Reproduce every one of the entries below word for word, without changing anything.
• • • •
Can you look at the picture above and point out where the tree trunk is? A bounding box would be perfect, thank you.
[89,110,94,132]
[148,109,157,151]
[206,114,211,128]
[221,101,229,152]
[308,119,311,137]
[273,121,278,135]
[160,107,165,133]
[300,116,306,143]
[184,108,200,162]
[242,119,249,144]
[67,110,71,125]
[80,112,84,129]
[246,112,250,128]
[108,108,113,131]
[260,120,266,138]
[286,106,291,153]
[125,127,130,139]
• • • •
- [RESPONSE TO THIS EXERCISE]
Can you look at the picture above and point out where the tree trunk is? A bounding box would be perfect, thank you.
[89,110,94,132]
[148,109,157,151]
[206,114,211,128]
[221,101,229,152]
[308,119,311,137]
[273,121,278,135]
[160,107,165,133]
[300,116,306,143]
[184,108,200,162]
[242,119,249,144]
[67,110,71,125]
[80,112,84,129]
[246,112,250,128]
[108,108,113,131]
[260,120,266,138]
[286,106,291,153]
[125,127,130,139]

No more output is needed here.